**Extract provided**
=== Begin Enclosure ===

One such talk was given by Marc Levoy, about the Digital Michelangelo Project. Wait, did I write about this already? This project was to digitize the 3-D information of various Michelangelo works, such as the Statue of David in a high resolution. It’s actually a significant undertaking, and they won’t be able to finish analyzing all the tons of data for years. But it was absolutely fascinating.

After 3-D scanning, they were able to manipulate the model and present it in new and novel ways. For example, they set up a computer by another statue they had scanned in the museum with the model that they could manipulate. He was talking about how people behaved. The most common thing is they would manipulate the display of the model, then look at the statue, then manipulate more, etc. His point being, it added to the appreciation of the statue, it didn’t replace it.

Other things he noticed were that children were more quick to use it than adults, and that their spatial manipulations (zoom, rotate, etc) were much faster and wilder than for adults, but they still maintained control. Also men used it more and women observed more. Last thing is, the biggest problem was people zooming to inappropriate body parts.

At any rate, this project was just so fascinating. The goal is that this scan will serve as a permanent archive. So there’s this small sticker on the back of David where they once scraped off a small piece to do a compositional analysis. They needed to mark that the scrape was not original. Anyway, in the future, the computer models would be the archive.

=== End Enclosure ===

**Source material**
=== Begin Enclosure ===

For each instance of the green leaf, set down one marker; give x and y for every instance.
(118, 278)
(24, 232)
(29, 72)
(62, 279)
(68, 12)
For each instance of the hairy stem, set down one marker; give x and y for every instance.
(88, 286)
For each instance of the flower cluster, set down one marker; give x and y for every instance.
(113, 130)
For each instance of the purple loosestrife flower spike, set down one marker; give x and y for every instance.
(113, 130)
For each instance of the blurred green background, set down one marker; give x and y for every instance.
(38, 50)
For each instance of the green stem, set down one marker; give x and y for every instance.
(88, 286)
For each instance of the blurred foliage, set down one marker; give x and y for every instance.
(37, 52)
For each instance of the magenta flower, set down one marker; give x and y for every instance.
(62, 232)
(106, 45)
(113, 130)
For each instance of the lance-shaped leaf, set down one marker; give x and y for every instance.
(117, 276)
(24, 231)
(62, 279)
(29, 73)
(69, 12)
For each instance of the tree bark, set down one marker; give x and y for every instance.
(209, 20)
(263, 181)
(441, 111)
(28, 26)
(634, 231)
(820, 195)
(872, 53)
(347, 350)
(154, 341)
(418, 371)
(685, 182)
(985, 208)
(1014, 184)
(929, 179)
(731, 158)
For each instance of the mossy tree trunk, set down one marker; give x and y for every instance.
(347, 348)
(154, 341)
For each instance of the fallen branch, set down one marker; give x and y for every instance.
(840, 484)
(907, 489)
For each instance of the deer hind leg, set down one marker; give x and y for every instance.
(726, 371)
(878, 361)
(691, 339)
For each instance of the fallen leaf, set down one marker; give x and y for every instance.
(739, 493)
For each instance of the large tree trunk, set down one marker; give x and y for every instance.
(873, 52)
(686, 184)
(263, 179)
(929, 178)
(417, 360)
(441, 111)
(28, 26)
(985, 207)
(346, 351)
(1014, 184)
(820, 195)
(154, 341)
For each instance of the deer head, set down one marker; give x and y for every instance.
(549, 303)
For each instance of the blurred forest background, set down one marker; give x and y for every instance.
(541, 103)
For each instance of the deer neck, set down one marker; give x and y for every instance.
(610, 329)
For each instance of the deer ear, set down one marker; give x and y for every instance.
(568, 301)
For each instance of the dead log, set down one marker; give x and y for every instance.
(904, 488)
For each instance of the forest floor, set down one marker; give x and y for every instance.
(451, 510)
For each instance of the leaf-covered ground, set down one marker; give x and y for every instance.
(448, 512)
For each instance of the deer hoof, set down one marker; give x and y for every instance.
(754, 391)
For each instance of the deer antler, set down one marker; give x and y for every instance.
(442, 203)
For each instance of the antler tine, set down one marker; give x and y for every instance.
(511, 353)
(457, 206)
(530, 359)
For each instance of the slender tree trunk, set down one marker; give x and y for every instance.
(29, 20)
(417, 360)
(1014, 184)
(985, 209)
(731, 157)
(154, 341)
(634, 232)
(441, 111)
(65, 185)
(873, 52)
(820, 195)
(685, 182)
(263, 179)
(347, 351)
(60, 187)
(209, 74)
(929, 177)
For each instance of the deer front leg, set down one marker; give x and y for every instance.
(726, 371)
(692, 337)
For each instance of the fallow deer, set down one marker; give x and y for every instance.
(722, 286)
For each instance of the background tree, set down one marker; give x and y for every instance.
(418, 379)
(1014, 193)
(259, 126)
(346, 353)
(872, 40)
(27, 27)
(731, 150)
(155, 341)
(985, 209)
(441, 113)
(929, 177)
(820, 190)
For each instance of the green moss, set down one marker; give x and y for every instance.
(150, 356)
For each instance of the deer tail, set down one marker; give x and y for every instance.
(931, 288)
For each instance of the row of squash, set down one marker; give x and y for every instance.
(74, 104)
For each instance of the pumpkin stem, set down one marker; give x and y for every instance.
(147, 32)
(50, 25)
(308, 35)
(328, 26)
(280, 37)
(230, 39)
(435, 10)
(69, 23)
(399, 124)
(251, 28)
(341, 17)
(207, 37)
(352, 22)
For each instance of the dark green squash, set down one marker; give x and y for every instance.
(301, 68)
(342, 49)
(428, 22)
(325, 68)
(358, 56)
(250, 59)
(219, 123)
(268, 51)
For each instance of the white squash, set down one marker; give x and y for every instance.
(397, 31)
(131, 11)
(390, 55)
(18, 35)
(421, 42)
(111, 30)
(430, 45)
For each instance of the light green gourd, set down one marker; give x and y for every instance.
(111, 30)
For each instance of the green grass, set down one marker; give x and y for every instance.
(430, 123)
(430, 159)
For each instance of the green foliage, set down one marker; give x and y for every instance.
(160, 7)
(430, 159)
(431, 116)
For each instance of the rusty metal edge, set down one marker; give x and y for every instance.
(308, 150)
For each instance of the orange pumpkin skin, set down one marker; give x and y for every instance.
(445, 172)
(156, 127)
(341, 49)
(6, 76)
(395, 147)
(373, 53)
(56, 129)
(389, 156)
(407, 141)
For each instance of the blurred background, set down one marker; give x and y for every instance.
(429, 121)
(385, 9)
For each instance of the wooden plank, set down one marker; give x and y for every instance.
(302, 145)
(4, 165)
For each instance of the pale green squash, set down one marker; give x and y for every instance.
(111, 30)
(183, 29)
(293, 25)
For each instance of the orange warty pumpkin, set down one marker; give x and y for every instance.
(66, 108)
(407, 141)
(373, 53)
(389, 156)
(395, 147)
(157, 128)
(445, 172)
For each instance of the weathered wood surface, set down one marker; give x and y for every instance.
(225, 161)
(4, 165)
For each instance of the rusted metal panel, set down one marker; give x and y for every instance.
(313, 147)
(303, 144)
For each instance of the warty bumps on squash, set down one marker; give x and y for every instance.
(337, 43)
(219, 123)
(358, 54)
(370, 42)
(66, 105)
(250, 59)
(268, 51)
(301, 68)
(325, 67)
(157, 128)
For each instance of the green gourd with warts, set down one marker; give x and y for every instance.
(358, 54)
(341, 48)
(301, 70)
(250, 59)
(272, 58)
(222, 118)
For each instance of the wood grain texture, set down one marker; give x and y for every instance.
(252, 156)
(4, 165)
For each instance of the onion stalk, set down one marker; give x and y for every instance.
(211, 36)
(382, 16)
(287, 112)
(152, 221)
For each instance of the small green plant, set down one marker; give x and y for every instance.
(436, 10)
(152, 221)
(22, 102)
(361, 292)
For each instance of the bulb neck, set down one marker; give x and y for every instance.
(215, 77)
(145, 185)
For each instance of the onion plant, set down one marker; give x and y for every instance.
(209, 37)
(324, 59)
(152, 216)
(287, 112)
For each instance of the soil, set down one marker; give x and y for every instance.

=== End Enclosure ===

**Work item**
Could you extend the post about the Digital Michelangelo Project talk, picking up right after its final sentence?

**Answer for this exercise**
There are so many cool things you can do with the model. You could have a virtual museum, for example. In the lecture he showed us views of the statue of David that have not been seen for hundreds of years, since it was placed in that section of the museum a long time ago. That is, the other side than the side we usually see. It was fascinating. From the other side, his face looks just like those side profiles of Roman emperors. It doesn’t look anything like we would imagine the face of this statue to look like.

And when you look at his face straight on, the position of his eyes don’t match up. Michelangelo made the statue so that each side profile looked really good, not caring about the front, because it was made in such a way that his arm blocks it. So it was a sculpter’s trick, one that no one could see from the ground, but that we can through digitization.

By doing fine grained analysis, they can even show where he probably placed the chisel and in which direction he hammered and stuff like that. It was pretty amazing.

Here’s another cool thing. Statues, as we all know, were originally painted in vivid colors. By knowing the 3-D structure, they could set up projectors around the statue that effectively paints the statue. It’s pretty amazing, and it can be set up in such a way that blocking one projector doesn’t ruin the effect, and it looks remarkably real. All very cool.

That’s all for now. Sorry it’s so boring. I went to California Cafe with the CS 121 staff for lunch today. It was an altogether pleasant lunch. My earlier experiences with California Cafe weren’t that good – they’re into construction food, which means you make little structures with the food. I’m not even kidding; this was like a big thing a few years ago which has kind of died down. But anyway, the food today was actually quite good. The creme brulee was extremely disappointing however. I once had this incredible creme brulee at Brennan’s in Houston and have been searching for one as good ever since. Casanova’s was pretty good.

I think though the best dessert I’ve ever had in my life was this pear sorbet with walnut pastry at Jardiniere. Every bite was just stunningly delicious. Really, it was amazing. I’ve had the baked alaska at La Mie Dona, and it was only fair.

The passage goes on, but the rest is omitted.